### Data for the task ###

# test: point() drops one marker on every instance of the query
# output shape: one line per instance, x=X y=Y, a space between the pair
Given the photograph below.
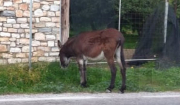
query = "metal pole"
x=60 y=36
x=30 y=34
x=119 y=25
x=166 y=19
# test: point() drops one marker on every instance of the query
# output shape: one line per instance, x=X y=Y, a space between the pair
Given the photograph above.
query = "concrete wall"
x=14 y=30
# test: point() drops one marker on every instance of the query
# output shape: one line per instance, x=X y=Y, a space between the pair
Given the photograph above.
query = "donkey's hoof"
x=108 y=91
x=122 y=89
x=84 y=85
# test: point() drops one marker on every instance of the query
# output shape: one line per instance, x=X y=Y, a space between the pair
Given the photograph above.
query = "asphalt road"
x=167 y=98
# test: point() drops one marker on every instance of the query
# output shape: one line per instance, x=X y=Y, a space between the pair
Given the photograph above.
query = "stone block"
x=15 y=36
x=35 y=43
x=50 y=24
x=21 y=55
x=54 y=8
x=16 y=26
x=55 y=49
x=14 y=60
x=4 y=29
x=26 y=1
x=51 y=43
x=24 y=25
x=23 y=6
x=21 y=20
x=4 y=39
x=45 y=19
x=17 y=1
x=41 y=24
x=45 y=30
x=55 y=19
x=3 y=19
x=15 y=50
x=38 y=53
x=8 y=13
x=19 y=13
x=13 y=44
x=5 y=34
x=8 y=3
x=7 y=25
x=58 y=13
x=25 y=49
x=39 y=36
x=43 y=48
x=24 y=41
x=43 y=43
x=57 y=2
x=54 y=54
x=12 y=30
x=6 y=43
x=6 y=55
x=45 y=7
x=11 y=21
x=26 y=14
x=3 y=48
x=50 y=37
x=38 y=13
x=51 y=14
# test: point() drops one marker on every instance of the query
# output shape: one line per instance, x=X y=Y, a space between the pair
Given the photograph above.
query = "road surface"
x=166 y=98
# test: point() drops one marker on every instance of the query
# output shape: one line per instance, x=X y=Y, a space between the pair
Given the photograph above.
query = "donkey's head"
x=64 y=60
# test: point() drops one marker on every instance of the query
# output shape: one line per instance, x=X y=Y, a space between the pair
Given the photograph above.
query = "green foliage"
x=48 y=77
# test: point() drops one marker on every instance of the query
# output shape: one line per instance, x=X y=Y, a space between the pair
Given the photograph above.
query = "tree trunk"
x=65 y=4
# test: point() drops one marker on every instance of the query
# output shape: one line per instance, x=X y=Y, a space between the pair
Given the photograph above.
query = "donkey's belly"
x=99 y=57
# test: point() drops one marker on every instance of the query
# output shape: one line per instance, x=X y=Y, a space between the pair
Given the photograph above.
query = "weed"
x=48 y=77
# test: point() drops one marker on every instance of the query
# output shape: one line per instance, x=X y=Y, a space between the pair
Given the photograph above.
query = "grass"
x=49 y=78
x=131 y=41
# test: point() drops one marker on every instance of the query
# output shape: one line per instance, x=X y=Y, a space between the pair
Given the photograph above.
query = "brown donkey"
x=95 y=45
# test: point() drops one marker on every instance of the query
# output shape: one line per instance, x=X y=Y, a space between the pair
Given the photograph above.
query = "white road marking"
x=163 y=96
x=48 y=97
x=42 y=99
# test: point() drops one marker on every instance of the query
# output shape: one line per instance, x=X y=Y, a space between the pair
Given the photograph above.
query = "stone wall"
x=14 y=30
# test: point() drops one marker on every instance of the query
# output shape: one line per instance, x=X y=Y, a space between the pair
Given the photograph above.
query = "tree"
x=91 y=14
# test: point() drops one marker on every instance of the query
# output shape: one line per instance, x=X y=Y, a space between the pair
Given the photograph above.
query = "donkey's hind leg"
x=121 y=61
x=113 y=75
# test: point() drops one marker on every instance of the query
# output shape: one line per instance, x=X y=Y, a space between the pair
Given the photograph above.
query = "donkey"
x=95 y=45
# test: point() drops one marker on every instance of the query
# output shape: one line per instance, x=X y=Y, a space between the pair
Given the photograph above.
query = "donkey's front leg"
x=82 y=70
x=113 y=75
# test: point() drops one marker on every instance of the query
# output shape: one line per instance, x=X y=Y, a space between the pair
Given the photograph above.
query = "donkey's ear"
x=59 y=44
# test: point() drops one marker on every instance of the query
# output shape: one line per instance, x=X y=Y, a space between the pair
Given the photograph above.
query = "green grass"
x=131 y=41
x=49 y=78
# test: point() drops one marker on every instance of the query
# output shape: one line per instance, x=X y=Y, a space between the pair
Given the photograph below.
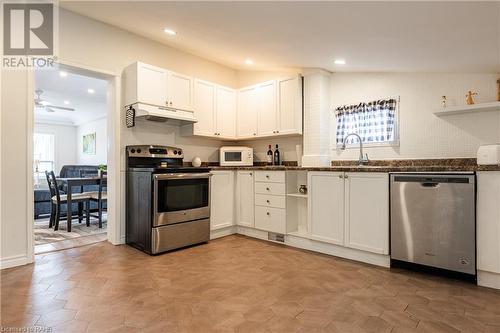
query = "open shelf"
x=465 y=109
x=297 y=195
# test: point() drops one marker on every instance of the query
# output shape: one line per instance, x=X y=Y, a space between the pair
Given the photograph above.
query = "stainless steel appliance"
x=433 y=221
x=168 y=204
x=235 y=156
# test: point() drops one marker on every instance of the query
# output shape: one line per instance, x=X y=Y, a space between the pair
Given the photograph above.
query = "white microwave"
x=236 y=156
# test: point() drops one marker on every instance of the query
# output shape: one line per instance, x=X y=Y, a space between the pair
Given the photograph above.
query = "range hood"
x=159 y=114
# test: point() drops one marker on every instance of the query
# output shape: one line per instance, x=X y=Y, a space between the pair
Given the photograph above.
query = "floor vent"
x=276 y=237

###

- [Stated exercise]: Take the entries shown above and quote them verbatim, passing over the pictures.

- [Exercise solution]:
# test: point() drops one marker on every instance of the query
# output shape: one line per instance, x=X y=Y, a space between the pair
Given the photograph below.
query = "metal pole"
x=60 y=36
x=30 y=34
x=119 y=25
x=166 y=19
# test: point() drops one marker on every instance of the query
# output shape: one line per instance, x=X y=Y, a space between the pair
Given the photograph above.
query = "concrete wall"
x=14 y=30
# test: point() drops one marker on every instance of the query
# output shape: one line per instance, x=X y=Y, a space between the pair
Given the photograph above.
query = "donkey's hoof"
x=108 y=91
x=122 y=89
x=84 y=85
# test: point() drops one marker on every instance of the query
# output shape: one line per instance, x=X y=Y, a space between the pair
Given the photograph above.
query = "asphalt road"
x=167 y=98
# test: point() drops one marker on every instance of the query
# output shape: one line per instance, x=X y=Y, a space between the pair
Given the photograph above.
query = "stone block"
x=15 y=36
x=35 y=43
x=50 y=24
x=21 y=55
x=54 y=8
x=16 y=26
x=55 y=49
x=14 y=60
x=4 y=29
x=26 y=1
x=51 y=43
x=24 y=25
x=23 y=6
x=21 y=20
x=4 y=39
x=45 y=19
x=17 y=1
x=41 y=24
x=45 y=30
x=55 y=19
x=3 y=19
x=15 y=50
x=38 y=53
x=8 y=13
x=19 y=13
x=13 y=44
x=5 y=34
x=8 y=3
x=7 y=25
x=58 y=13
x=25 y=49
x=39 y=36
x=43 y=48
x=24 y=41
x=43 y=43
x=57 y=2
x=54 y=54
x=12 y=30
x=6 y=43
x=6 y=55
x=45 y=7
x=11 y=21
x=26 y=14
x=3 y=48
x=50 y=37
x=38 y=13
x=51 y=14
# test: point() drops one marker on every instance of the query
# output shape: one line per instance, x=X y=Y, a space between the pair
Given the photograph above.
query = "road surface"
x=166 y=98
# test: point() drops one marker on every instance of the query
# output shape: one line per instance, x=X y=Y, a space between the pair
Given the photograph above.
query = "donkey's head"
x=64 y=60
# test: point() drops one marker on every instance of the query
# output shape: one line per instance, x=X y=Y, a space between the pair
Given the photograph above.
query = "green foliage"
x=48 y=77
# test: point() drops one marker on every instance of the query
# output shape: one line per instance, x=X y=Y, a space between the pair
Given the photograph above.
query = "tree trunk"
x=65 y=4
# test: point() drops one marker on every instance of the query
# output shape: one line per instance, x=X y=Y, a space between the pair
Given the photograph above.
query = "donkey's belly"
x=99 y=57
# test: point() drops one marker on every instance of the query
# output shape: one line per instance, x=X y=Y, a space between the pair
Given the photograph above.
query = "weed"
x=48 y=77
# test: point() drops one marker on every instance of the query
# output shape: one line per instance, x=X y=Y, a space between the pair
Given the photograph above.
query = "grass"
x=49 y=78
x=131 y=41
# test: point() drops one marker on every instance of the query
# output shape: one line per instance, x=X y=Y, a space between the pair
Given the photograph above.
query = "brown donkey"
x=95 y=45
# test: point() drops one marker on every instance of the query
# output shape: one line per instance, x=X y=Y, a space between the pair
Given the photograph above.
query = "white road marking"
x=163 y=96
x=48 y=97
x=42 y=99
# test: point() drops one marker on every instance of the query
# output shape: one line per instance, x=X y=Y, a space between the pair
Given the photograph above.
query = "stone wall"
x=14 y=30
# test: point() drops one marker on every instance of the query
# output shape: one line per instance, x=X y=Y, a space between the pair
Given the photograph above.
query = "tree"
x=91 y=14
# test: point() drops one marker on every instance of the query
# output shape: one line per instance, x=X y=Y, a space between the pair
Given the photograph above.
query = "donkey's hind leg"
x=121 y=61
x=113 y=75
# test: point() drops one marker on every instance of the query
# output shape: one line per instance, x=X y=Y, a space between the pair
Given the photograph above.
query = "donkey"
x=95 y=45
# test: point() drops one marker on every instance of the query
# output shape: one line per instance, x=X y=Y, a space between the pair
Given the photograph above.
query = "donkey's front leg"
x=82 y=70
x=113 y=75
# test: point() drops one marker on every instance of the query
# output shape: one line per instance, x=X y=Y, a space between the pair
Given the photograph above.
query = "donkey's ear"
x=59 y=44
# test: point() drops one marker on every instance of the query
# output shape: one line per instance, x=X y=Y, a space between the pair
Given the photograph above.
query = "green grass"
x=131 y=41
x=49 y=78
# test: point() drops one marker on every instance of the query
# output shape: one line per instance, x=X y=Y, a space between the pair
Given the photograph below.
query = "open shelf"
x=465 y=109
x=297 y=195
# test: point() drops one marker on every instance of the query
# output shape: one line per instance, x=X y=Y, a space between the pair
Given the photograph above.
query = "stainless steel appliance"
x=433 y=221
x=168 y=204
x=235 y=156
# test: point() drops one marker on every instance of the query
# output shape: one line per instance, x=X y=Y, a space between the pair
Given the photograph above.
query = "white microwave"
x=236 y=156
# test: point() drops one marker on every instance of the query
# output shape: one line per instance, x=X y=Y, a space between the pair
Given the photograph above.
query = "range hood"
x=159 y=114
# test: point() drops one marker on every instance of the query
# output shape: one line per instance, x=X y=Y, a space between the pair
Given the photograph above.
query = "floor vent"
x=276 y=237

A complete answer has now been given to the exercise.